SOURCE PASSAGE ->
Content starts
The fighting resulted in the closure of all government schools in Mongnawng Township on November 10. Among those displaced by the fighting were more than 1,000 students.
A teacher at a government school who requested anonymity said there was sporadic shooting around the township early this month until November 7, when parents were told there would be classes as usual the following Monday, November 9.
“But the fighting became heavier the night before election day and I fled the town with 15 relatives, most of whom are children,” the teacher, 41, said.
“I am used to the sound of gunfire and artillery, but I was afraid of the helicopters, which I had never seen before,” she said. The Tatmadaw had deployed at least one helicopter gunship in the area, media reports said.
Ann Wang / Frontier
“They were shooting into the town when there were no armed groups there. Innocent people were killed. I don’t know why they are shooting civilians.”
Casualty figures
Neither the Union nor Shan State governments had released casualty figures from the fighting late last week, but information obtained by Frontier from civil society groups and refugee camp administrators indicates that five people were killed and at least 300 injured.
Content ends
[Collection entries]
Content starts
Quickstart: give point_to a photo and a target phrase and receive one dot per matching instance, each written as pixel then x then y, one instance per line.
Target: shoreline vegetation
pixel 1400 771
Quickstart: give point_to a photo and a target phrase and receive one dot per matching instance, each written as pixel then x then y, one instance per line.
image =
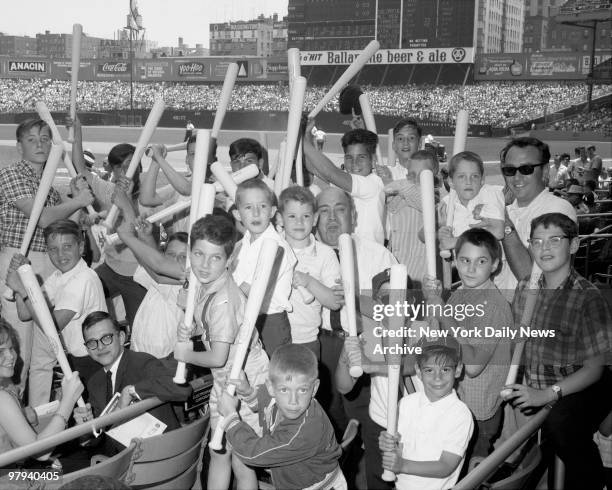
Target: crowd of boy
pixel 296 394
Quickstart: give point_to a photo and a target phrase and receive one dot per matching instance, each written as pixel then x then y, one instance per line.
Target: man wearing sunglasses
pixel 523 164
pixel 136 375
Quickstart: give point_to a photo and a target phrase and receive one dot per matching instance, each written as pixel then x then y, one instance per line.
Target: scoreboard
pixel 319 25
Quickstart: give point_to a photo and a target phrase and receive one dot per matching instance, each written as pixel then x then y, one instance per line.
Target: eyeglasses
pixel 92 344
pixel 523 169
pixel 554 241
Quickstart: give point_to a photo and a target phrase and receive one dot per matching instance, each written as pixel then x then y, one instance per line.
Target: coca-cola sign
pixel 192 69
pixel 117 67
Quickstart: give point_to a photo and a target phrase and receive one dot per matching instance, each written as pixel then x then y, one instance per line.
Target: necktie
pixel 109 386
pixel 334 315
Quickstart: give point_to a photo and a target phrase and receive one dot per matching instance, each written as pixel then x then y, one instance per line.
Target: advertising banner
pixel 424 56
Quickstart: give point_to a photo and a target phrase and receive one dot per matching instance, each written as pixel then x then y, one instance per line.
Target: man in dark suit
pixel 133 374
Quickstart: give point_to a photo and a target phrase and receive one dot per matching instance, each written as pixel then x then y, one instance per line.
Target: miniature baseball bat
pixel 461 127
pixel 397 295
pixel 347 270
pixel 265 262
pixel 143 141
pixel 45 320
pixel 293 128
pixel 370 122
pixel 177 147
pixel 429 219
pixel 199 170
pixel 349 73
pixel 530 302
pixel 45 115
pixel 229 182
pixel 77 31
pixel 40 199
pixel 390 150
pixel 224 99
Content ends
INSTRUCTIONS ->
(A) Rewrite the part of the report on the Mongnawng fighting that opens with the words containing "The fighting resulted" and closes with "teacher, 41, said.", replacing "relatives" with "neighbors".
(B) Do the following statements agree with the report on the Mongnawng fighting? Answer yes or no for each, quoting the words that decide it.
(i) All government schools in Mongnawng Township closed on November 10.
(ii) The teacher fled the town alone.
(iii) The Union government had released casualty figures from the fighting late last week.
(C) Go on with the report on the Mongnawng fighting, starting after its last sentence.

PER-TASK OUTPUTS ->
(A)
The fighting resulted in the closure of all government schools in Mongnawng Township on November 10. Among those displaced by the fighting were more than 1,000 students.
A teacher at a government school who requested anonymity said there was sporadic shooting around the township early this month until November 7, when parents were told there would be classes as usual the following Monday, November 9.
“But the fighting became heavier the night before election day and I fled the town with 15 neighbors, most of whom are children,” the teacher, 41, said.

(B)
(i) Yes: "The fighting resulted in the closure of all government schools in Mongnawng Township on November 10."
(ii) No: "I fled the town with 15 relatives, most of whom are children."
(iii) No: "Neither the Union nor Shan State governments had released casualty figures from the fighting late last week."

(C)
Residents who fled Mongnawng said the dead included a Tatmadaw officer killed by mistake in an artillery attack by government forces.
The incident that claimed the life of Major Hein Thu, 33, and two civilian friends, had occurred at night while Mongnawng was under a curfew imposed by the Tatmadaw, they said.
Despite the curfew, a funeral attended by relatives of the deceased carrying torches was taking place as the major and his friends were meeting nearby.
“I think the Tatmadaw on the hill near Mongnawng Township saw the torch light so they shelled the funeral house but missed and hit the house where they major was staying,” the Venerable U Ojeya, 50, told Frontier at the Lai Hka camp. “He was killed on the spot,” said U Ojeya, abbot of one of the biggest monasteries in Mongnawng.
On the following days, November 15 and 16, the Tatmadaw launched more airstrikes in the Mongnawng area. U Ojeya said a five-year-old girl was killed in a bombing raid while fleeing with her family to the camp at Lai Hka. “A 60-year-old woman died from shock the same day,” he said.
A 15-year-old man was reported to have been killed by gunfire while returning home from harvesting rice on November 11 and a woman aged 55 was wounded in the chest by shrapnel from an explosion.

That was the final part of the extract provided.